# Instrução 1
De acordo com o trecho sobre o cacau no Pará, quantos quilos de chocolate por mês a indústria liderada por Sara fabrica hoje?
# Instrução 2
Por favor, reescreva tudo o que vai de "O que começou" até "associados no Pará." no trecho sobre o cacau no Pará, substituindo "cacaueiro" por "pé de cacau".
====== Trecho para leitura
O que começou em um quartinho com uma máquina que produzia 35 kg de chocolate por mês evoluiu para uma indústria artesanal liderada por Sara, que hoje fabrica mais de 300 kg mensais em mais de 200 produtos diferentes - do chocolate com jambu à cerveja de cacau.

Planta de sub-bosque, o cacaueiro se desenvolve melhor à sombra de outras árvores. Essa característica natural possibilita a recuperação da cobertura florestal enquanto gera renda para os produtores. (Marcio Nagano / Amazônia Vox)

Crédito cooperativo impulsiona a cadeia produtiva

Por trás do crescimento da cacauicultura na região está o apoio financeiro do Sicredi, cooperativa de crédito presente em 76 municípios paraenses, com mais de 98 agências e 296.138 associados no Pará.

A família Brogni financiou duas estufas para secagem de amêndoas, equipamento fundamental para manter a qualidade do produto.

"A nossa missão é facilitar a vida das pessoas, fazer com que se desenvolvam cada dia mais. Elas se desenvolvendo, fortalecem a própria cooperativa, geram mais empregos e contribuem para o desenvolvimento de toda a região", afirma Ildinho Lopes, gerente do Sicredi em Medicilândia.
============
====== Registros fornecidos
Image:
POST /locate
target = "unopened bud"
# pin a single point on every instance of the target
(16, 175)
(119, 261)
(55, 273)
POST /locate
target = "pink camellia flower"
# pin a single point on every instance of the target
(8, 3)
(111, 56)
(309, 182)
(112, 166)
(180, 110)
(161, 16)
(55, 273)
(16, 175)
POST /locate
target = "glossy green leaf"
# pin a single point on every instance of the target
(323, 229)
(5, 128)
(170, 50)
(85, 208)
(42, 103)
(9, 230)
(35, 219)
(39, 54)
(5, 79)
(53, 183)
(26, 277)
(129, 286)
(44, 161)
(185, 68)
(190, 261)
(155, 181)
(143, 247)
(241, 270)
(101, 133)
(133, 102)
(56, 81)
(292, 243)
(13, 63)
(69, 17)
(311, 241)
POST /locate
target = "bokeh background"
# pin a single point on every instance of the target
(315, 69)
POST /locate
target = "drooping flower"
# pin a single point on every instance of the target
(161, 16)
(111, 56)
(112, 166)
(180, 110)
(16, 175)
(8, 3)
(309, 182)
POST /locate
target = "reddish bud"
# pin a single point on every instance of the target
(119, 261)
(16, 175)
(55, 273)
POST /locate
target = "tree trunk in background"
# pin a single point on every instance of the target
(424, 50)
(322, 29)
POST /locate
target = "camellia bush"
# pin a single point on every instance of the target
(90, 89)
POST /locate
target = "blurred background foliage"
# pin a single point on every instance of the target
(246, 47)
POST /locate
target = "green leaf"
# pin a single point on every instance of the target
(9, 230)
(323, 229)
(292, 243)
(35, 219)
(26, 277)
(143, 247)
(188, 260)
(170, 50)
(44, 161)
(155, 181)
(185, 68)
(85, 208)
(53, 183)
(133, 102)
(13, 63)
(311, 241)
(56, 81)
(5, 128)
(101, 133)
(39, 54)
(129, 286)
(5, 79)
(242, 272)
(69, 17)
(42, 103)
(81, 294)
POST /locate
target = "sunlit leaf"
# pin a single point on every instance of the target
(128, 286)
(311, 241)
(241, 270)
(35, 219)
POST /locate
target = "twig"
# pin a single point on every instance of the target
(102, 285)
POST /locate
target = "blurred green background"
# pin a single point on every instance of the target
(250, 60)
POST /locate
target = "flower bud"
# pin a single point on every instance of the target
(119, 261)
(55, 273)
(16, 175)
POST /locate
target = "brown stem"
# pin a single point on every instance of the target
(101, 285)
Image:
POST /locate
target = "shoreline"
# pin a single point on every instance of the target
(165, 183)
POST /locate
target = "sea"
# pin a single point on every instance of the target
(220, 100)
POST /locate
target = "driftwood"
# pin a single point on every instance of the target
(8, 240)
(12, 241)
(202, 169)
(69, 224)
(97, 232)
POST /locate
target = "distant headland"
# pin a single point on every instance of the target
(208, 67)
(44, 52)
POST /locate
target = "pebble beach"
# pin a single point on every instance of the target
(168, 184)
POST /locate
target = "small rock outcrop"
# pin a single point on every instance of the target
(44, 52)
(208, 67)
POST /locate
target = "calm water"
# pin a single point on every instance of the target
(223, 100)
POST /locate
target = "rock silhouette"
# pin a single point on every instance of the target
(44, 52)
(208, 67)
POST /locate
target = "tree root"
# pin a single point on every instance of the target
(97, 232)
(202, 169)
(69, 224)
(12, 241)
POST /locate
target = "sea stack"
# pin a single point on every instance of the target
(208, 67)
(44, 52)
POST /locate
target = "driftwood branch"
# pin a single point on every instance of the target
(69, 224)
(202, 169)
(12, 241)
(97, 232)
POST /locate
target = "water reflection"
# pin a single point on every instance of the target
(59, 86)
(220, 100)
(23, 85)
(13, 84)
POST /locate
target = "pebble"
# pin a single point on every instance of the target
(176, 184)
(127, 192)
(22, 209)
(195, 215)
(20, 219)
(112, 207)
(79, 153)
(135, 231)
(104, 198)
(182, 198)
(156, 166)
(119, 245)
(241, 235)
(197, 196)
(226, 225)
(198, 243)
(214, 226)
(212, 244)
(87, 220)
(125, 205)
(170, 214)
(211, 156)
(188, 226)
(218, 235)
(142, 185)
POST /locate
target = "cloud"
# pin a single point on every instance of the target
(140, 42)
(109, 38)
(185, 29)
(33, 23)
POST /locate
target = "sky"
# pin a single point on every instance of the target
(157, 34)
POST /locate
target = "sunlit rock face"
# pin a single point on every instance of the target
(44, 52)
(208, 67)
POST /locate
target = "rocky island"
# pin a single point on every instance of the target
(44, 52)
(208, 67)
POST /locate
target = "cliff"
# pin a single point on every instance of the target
============
# Resposta 1
Mais de 300 kg por mês.

# Resposta 2
O que começou em um quartinho com uma máquina que produzia 35 kg de chocolate por mês evoluiu para uma indústria artesanal liderada por Sara, que hoje fabrica mais de 300 kg mensais em mais de 200 produtos diferentes - do chocolate com jambu à cerveja de cacau.

Planta de sub-bosque, o pé de cacau se desenvolve melhor à sombra de outras árvores. Essa característica natural possibilita a recuperação da cobertura florestal enquanto gera renda para os produtores. (Marcio Nagano / Amazônia Vox)

Crédito cooperativo impulsiona a cadeia produtiva

Por trás do crescimento da cacauicultura na região está o apoio financeiro do Sicredi, cooperativa de crédito presente em 76 municípios paraenses, com mais de 98 agências e 296.138 associados no Pará.